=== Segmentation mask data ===
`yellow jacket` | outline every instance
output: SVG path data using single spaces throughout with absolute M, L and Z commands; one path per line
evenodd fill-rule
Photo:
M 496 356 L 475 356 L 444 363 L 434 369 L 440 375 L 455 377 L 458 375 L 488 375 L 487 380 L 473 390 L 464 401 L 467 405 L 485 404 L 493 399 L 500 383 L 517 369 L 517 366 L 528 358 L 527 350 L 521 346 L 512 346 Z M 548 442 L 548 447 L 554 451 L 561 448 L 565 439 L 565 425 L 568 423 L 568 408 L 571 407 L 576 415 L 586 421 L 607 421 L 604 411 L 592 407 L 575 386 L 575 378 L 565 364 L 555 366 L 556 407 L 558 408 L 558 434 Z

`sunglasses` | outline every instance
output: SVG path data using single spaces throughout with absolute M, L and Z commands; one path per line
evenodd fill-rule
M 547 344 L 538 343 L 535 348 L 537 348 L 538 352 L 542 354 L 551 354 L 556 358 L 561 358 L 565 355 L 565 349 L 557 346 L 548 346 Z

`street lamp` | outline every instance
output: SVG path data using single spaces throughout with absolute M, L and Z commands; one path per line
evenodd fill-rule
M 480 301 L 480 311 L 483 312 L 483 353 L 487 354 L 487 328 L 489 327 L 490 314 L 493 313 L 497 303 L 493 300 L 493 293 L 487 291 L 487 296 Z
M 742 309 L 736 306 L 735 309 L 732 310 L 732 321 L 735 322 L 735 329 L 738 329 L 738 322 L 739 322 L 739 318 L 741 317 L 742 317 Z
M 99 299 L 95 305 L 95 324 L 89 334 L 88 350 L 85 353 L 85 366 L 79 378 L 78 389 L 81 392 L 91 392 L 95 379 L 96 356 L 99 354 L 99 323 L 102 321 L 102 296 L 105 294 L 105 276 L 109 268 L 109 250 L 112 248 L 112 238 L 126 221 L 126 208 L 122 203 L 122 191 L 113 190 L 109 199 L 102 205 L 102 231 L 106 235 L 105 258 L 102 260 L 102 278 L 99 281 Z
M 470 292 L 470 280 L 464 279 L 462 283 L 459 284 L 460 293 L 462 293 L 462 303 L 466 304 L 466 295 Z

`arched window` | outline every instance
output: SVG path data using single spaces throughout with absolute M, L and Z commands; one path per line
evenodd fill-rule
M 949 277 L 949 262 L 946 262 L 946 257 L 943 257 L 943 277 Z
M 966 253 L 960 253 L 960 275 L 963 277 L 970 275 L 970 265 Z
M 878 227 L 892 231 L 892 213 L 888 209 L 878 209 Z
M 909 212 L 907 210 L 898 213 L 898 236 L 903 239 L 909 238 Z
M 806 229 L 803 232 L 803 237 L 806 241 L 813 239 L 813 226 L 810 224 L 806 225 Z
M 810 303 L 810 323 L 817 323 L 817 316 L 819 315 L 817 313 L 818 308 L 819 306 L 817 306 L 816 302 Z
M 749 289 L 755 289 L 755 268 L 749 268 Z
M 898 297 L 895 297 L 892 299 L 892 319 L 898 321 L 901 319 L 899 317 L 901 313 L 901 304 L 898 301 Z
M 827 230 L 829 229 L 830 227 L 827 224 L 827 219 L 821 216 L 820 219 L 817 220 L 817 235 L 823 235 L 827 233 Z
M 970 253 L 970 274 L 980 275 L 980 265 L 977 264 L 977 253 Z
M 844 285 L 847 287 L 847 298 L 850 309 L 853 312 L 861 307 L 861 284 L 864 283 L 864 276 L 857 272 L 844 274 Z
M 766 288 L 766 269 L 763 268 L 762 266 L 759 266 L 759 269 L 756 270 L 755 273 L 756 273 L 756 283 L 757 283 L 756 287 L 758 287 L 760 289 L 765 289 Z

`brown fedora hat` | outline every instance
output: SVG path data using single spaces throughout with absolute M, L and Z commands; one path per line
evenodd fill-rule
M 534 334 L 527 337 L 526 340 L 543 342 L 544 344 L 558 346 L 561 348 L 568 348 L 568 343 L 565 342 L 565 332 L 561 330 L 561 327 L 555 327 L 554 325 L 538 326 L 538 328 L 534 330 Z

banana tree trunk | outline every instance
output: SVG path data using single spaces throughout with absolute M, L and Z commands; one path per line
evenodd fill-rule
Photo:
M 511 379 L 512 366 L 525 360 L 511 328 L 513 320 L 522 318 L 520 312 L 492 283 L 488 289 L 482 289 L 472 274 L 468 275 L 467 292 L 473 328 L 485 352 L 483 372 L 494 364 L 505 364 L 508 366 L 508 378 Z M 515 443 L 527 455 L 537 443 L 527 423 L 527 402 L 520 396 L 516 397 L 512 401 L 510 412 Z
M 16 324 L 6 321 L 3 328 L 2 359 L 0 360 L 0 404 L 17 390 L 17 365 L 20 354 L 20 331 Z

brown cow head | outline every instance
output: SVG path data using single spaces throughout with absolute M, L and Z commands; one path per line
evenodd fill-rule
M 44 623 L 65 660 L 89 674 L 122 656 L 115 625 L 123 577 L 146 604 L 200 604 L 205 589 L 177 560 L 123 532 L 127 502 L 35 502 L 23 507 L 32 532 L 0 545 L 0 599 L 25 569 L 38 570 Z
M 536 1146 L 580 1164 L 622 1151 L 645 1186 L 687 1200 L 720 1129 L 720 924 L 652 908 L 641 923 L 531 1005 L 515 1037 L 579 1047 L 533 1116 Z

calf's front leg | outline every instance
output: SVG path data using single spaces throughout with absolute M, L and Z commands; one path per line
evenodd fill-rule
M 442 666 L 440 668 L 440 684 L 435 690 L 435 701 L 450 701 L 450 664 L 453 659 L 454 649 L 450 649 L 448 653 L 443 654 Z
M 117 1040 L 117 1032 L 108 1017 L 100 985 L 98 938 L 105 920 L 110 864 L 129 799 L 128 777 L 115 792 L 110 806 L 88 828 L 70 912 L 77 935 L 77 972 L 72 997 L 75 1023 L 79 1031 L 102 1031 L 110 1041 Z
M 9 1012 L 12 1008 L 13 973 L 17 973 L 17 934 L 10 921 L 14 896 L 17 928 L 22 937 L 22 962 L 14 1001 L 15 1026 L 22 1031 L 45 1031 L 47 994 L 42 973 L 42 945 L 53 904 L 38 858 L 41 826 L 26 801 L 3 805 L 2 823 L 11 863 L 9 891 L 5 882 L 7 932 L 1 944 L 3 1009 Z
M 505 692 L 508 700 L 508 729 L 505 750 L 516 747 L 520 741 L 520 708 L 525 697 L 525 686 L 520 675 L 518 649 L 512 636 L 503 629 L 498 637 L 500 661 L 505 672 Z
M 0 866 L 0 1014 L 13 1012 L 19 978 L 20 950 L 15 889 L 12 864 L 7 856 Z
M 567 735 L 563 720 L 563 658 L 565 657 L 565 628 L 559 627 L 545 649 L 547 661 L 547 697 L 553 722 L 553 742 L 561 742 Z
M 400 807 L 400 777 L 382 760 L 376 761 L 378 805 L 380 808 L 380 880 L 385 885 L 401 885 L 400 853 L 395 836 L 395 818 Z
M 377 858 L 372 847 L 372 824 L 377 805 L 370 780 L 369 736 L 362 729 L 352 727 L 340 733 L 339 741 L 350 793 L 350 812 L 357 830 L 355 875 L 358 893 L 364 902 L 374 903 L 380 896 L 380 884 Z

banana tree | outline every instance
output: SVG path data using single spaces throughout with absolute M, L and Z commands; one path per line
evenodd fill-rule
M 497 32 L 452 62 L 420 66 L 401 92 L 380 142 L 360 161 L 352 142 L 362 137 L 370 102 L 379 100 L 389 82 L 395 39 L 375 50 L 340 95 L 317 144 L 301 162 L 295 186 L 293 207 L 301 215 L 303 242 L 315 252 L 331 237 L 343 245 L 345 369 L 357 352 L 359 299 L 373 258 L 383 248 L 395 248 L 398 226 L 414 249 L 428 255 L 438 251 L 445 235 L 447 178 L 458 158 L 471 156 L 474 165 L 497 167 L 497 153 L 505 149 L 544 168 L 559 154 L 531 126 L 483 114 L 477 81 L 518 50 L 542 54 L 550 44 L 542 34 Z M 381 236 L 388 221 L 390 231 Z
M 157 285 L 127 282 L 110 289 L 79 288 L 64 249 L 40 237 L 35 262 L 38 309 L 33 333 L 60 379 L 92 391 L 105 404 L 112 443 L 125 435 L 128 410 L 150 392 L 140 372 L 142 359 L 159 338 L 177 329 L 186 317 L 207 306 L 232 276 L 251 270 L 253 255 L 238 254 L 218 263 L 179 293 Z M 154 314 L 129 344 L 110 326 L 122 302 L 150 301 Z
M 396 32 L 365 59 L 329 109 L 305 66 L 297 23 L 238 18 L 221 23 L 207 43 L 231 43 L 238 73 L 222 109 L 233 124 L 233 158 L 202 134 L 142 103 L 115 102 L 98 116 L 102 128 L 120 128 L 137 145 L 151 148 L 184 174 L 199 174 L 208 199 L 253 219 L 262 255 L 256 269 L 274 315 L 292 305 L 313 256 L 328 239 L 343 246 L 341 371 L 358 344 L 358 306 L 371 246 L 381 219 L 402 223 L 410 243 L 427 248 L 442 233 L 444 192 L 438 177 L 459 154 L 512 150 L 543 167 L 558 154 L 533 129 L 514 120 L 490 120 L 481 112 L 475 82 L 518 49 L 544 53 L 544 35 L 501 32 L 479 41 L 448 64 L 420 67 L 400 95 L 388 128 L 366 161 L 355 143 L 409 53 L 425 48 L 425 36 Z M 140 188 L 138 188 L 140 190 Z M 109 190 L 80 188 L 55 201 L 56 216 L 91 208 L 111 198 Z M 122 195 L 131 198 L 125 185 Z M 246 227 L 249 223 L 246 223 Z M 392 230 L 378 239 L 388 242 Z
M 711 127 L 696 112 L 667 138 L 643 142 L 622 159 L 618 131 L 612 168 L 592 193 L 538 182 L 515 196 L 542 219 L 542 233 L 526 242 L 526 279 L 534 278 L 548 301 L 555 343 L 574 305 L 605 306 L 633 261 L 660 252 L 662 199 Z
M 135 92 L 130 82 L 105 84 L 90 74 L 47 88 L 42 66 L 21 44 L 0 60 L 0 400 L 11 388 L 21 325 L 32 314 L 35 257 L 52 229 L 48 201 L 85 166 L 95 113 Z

=== EXERCISE DIRECTIONS ===
Please copy each line of the entries in which the word "brown" shows up.

=== EXERCISE ANSWER ===
`brown fedora hat` | outline every instance
brown cow head | outline every instance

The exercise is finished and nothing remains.